# Dataset entries
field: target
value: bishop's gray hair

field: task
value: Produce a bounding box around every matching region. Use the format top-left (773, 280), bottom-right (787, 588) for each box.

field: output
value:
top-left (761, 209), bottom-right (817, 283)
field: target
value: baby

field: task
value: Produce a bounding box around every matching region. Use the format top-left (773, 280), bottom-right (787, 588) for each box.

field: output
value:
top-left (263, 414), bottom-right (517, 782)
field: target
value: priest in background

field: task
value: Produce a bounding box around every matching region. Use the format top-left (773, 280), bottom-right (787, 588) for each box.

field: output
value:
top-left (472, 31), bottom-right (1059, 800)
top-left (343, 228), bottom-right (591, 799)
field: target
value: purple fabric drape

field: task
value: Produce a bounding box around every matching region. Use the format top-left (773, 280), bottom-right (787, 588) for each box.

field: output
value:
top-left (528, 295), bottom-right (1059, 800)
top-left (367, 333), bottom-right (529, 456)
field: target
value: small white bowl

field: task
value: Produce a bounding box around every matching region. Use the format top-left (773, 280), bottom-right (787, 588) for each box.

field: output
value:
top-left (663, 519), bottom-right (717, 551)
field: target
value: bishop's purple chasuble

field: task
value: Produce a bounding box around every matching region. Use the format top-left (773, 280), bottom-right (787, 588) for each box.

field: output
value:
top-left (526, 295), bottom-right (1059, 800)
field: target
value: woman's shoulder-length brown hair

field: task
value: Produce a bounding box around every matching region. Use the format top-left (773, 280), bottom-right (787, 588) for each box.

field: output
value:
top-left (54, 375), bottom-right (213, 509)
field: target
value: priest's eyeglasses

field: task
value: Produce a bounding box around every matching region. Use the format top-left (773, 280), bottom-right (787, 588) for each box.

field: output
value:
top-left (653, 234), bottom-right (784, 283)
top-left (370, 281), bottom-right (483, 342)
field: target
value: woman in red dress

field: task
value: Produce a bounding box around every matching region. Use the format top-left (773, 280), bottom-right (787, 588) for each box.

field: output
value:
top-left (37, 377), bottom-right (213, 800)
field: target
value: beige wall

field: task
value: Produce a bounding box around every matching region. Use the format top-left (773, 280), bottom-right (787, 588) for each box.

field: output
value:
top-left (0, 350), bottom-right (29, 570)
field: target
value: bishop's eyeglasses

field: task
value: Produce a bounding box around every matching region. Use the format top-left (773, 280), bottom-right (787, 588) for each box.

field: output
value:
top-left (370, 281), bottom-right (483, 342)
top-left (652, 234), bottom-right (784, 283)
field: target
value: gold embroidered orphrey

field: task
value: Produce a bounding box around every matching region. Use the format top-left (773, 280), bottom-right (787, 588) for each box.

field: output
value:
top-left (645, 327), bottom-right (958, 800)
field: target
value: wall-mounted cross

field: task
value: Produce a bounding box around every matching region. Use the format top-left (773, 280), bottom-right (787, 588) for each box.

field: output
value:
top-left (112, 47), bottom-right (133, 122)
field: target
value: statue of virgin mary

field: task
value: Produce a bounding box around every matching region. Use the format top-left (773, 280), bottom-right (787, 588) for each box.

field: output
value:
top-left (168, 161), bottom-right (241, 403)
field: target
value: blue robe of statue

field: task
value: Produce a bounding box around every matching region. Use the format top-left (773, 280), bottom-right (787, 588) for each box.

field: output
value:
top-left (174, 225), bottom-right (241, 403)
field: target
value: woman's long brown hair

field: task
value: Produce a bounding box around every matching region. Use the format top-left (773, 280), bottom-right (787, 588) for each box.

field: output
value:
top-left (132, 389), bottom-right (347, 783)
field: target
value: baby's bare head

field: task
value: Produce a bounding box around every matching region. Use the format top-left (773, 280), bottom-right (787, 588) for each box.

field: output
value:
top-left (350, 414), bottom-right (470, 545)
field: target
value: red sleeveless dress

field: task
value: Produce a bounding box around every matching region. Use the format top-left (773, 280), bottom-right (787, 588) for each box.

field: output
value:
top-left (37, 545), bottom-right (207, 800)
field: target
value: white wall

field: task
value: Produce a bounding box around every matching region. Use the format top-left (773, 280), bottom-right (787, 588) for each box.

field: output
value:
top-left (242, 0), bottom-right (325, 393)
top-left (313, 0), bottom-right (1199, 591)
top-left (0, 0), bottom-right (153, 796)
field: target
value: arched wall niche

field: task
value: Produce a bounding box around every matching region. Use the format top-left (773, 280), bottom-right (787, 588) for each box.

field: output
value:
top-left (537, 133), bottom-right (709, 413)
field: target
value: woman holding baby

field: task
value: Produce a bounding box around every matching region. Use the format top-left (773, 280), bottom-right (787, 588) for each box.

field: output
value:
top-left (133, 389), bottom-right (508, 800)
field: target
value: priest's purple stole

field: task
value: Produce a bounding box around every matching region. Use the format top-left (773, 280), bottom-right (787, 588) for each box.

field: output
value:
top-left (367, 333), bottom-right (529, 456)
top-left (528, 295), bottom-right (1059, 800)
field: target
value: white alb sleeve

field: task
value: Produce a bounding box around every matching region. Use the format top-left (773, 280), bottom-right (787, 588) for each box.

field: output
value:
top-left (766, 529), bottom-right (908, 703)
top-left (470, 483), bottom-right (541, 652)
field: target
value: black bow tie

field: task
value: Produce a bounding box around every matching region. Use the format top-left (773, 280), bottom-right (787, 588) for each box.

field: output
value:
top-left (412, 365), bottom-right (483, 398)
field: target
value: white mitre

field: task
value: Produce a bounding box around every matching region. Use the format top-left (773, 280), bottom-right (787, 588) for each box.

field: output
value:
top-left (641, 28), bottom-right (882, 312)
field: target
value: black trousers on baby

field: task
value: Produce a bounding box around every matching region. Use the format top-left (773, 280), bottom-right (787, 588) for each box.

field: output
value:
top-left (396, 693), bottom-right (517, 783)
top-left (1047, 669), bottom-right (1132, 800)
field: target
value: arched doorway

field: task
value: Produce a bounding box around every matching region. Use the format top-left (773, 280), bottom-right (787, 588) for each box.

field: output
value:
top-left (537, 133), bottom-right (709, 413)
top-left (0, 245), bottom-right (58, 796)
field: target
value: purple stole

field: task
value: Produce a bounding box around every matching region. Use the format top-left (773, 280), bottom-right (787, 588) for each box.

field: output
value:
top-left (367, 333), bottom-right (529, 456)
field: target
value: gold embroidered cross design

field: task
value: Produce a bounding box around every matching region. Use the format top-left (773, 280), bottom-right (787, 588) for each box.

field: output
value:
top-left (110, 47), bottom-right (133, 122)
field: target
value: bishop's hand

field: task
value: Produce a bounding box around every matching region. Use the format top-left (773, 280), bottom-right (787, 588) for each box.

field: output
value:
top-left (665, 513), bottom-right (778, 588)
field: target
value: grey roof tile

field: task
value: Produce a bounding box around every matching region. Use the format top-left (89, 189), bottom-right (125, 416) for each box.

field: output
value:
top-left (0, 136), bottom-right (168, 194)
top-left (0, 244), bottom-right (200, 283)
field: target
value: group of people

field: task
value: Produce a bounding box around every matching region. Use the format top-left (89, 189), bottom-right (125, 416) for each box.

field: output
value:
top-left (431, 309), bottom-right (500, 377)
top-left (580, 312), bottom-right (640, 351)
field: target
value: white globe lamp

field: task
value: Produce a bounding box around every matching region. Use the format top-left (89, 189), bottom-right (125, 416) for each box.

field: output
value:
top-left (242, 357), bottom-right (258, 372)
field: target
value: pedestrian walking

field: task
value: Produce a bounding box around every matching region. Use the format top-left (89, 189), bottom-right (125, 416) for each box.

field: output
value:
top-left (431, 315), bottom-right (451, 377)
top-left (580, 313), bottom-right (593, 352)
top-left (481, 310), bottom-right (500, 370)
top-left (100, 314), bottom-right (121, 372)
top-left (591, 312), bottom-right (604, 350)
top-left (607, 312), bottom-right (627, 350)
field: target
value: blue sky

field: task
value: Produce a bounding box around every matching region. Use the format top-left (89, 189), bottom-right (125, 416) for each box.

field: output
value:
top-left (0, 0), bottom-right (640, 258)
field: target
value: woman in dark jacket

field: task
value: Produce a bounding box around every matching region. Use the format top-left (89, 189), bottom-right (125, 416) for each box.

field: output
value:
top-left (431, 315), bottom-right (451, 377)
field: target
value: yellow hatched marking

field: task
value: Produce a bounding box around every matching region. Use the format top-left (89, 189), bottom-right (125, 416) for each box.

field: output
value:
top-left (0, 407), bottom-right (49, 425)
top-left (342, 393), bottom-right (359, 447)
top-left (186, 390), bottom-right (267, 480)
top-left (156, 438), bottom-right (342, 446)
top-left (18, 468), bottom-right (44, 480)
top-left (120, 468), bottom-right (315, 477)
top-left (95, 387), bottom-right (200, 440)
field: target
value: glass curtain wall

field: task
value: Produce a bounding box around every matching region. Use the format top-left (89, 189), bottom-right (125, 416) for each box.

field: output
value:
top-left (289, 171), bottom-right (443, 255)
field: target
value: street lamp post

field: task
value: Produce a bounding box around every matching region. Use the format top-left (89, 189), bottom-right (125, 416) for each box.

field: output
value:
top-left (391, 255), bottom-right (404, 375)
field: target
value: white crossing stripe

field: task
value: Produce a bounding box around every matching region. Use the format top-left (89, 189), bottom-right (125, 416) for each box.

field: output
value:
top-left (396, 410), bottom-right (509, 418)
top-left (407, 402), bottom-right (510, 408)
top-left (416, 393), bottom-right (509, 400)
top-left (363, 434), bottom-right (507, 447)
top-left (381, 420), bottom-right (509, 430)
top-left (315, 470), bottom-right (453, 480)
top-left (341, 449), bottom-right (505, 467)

# What is asked
Write out the listing line for line, from its opening line through the line that contains "top-left (263, 414), bottom-right (517, 782)".

# Problem solution
field: target
value: bishop's gray hair

field: task
value: Produce a bounding box around every matching region. Use the format top-left (773, 280), bottom-right (787, 588) for each box.

field: output
value:
top-left (761, 209), bottom-right (817, 283)
field: target
value: baby

field: task
value: Produce a bounding box around every matching region. Use the format top-left (773, 280), bottom-right (787, 588) for each box.

field: output
value:
top-left (263, 414), bottom-right (517, 782)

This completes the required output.